_WRITTEN EXERCISE_.
Locate every line in the listing below that contains the word "post" and copy each of those lines.

_MATERIAL PROVIDED_.
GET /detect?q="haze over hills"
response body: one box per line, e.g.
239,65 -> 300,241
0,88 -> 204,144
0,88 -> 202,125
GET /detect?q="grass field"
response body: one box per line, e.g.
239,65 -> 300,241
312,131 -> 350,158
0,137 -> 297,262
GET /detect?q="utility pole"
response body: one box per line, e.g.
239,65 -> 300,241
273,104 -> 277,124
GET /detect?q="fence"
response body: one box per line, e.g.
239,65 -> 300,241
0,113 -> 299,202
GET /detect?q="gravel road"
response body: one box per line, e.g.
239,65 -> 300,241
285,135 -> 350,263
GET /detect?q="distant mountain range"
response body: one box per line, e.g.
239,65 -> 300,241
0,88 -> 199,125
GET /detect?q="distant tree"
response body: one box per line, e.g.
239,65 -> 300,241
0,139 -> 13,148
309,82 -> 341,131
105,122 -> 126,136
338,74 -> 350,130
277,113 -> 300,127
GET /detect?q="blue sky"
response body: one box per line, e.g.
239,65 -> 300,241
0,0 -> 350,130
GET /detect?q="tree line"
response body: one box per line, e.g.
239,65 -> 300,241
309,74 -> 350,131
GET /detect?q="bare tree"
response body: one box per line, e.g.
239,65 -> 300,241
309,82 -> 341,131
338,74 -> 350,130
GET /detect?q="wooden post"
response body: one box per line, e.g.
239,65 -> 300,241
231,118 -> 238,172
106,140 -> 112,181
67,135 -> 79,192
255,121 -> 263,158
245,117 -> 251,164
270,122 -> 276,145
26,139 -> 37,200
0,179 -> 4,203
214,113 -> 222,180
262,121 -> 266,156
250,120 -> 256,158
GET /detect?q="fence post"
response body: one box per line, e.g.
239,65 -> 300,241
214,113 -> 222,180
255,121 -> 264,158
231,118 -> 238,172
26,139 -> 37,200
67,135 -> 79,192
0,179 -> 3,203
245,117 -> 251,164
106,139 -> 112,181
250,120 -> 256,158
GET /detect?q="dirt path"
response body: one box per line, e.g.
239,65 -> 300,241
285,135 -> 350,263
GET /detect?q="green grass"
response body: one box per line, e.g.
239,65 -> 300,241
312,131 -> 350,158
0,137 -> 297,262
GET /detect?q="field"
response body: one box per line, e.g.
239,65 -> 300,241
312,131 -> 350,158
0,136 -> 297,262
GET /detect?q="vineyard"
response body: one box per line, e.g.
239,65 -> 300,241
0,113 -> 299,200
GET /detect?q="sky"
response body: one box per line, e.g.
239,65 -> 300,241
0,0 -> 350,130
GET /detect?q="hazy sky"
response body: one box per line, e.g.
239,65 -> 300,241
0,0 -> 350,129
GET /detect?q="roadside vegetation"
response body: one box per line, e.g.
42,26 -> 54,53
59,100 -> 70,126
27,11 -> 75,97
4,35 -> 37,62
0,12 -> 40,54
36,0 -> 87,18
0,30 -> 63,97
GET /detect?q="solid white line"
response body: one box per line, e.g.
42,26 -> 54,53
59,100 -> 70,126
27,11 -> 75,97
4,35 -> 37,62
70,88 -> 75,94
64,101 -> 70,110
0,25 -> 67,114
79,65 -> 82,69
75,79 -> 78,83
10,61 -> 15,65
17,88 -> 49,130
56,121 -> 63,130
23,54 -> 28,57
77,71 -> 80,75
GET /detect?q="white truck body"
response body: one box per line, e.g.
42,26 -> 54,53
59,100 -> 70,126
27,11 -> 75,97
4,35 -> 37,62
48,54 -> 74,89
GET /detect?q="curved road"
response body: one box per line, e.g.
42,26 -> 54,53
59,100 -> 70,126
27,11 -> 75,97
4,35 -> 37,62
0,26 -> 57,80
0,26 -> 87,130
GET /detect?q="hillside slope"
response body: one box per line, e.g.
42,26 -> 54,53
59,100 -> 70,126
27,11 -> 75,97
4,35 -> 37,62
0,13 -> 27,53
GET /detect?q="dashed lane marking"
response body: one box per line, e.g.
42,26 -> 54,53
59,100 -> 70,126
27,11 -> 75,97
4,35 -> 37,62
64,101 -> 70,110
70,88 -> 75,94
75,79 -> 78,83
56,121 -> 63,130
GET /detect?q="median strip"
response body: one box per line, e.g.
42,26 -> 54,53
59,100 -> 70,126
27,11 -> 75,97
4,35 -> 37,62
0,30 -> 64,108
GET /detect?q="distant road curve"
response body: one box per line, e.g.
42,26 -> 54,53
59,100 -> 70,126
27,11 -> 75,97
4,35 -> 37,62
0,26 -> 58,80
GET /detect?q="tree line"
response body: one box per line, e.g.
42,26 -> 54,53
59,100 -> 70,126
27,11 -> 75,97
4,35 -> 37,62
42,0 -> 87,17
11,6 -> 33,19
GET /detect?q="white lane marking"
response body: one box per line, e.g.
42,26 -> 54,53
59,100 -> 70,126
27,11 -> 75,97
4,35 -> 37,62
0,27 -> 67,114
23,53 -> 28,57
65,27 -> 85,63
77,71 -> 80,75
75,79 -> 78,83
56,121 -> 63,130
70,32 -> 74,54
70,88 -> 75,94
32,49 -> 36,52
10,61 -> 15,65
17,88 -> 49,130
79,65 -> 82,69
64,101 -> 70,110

---

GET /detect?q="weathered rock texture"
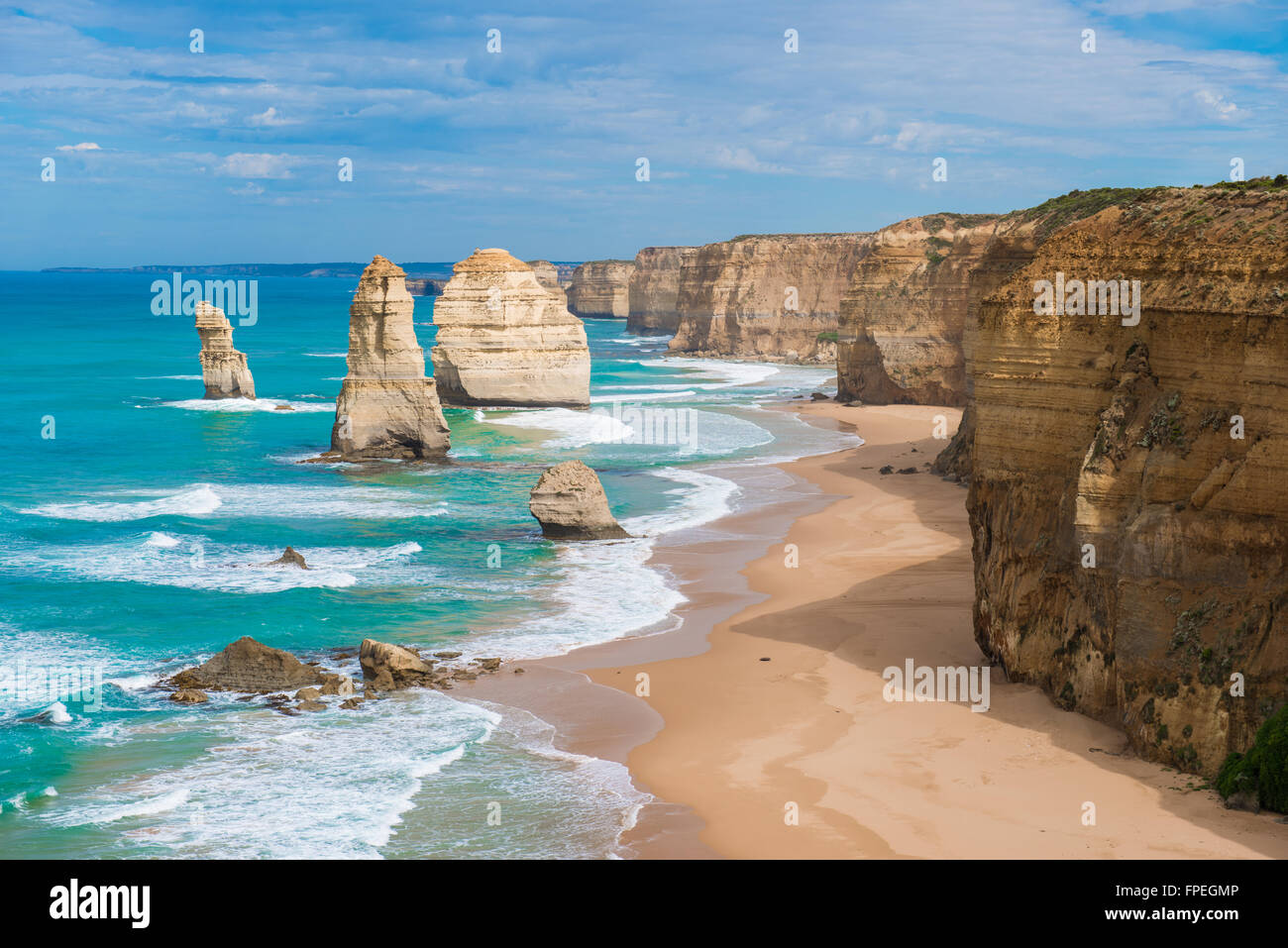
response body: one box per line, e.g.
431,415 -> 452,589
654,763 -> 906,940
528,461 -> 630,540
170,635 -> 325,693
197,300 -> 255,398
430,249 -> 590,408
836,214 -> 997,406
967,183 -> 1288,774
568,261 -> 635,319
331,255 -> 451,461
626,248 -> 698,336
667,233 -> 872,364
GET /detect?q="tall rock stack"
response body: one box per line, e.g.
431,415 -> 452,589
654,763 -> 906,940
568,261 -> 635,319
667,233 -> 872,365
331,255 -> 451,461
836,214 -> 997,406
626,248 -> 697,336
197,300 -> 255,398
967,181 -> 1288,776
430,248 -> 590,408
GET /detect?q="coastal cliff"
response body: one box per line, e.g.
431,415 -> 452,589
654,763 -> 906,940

_TASK ANSWER_.
GET /detect?q="wooden post"
GET /detect?q="fence post"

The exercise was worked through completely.